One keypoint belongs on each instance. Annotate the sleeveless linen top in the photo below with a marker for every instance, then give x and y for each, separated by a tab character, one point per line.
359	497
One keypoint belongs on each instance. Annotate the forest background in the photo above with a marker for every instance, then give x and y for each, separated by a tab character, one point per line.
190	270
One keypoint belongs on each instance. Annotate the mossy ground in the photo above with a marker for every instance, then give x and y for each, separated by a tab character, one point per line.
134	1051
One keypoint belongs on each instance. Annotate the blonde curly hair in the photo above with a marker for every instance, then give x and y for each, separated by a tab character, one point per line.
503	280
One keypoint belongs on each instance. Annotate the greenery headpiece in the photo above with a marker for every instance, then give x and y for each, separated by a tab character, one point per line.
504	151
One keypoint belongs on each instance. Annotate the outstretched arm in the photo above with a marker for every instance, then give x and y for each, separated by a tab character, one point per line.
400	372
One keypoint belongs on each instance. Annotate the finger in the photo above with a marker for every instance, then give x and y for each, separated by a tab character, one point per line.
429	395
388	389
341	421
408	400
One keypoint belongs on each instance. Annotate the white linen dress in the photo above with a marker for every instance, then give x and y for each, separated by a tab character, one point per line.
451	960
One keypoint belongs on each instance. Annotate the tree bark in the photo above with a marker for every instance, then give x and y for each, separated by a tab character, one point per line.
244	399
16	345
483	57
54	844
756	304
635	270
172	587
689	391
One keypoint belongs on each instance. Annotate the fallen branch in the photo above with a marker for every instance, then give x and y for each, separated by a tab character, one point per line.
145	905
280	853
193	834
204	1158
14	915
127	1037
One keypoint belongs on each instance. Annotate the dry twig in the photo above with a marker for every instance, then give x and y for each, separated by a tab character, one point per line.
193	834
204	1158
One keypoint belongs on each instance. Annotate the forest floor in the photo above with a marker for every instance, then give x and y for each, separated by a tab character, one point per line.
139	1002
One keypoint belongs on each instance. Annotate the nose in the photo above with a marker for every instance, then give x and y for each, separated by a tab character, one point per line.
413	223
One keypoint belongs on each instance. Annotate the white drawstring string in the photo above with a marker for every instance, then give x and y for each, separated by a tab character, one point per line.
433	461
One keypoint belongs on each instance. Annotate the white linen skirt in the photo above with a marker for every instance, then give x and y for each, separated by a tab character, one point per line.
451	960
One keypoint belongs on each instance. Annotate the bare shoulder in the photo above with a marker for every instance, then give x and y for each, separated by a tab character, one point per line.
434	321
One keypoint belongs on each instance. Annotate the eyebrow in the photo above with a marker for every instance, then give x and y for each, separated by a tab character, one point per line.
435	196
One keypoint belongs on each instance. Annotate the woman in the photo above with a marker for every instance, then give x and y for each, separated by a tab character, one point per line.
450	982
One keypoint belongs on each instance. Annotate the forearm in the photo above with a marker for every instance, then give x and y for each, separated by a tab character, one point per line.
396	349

....

Your goal ▸ Starting at the line that contains "One keypoint belongs on each instance. Annotate the woman", restate word for word every line through the last one in the records above. Return nothing else.

Response to the exercise ▸
One keypoint belongs on each instance. Annotate the woman in the photo above with a marker for every instance, then give x and y for each, separated by a tab character, one point per line.
450	982
One keypoint belongs on each instance. Annotate the forearm in the photo above with a marker for every instance, then give x and y for each, separated by a tab character, one point per line.
396	349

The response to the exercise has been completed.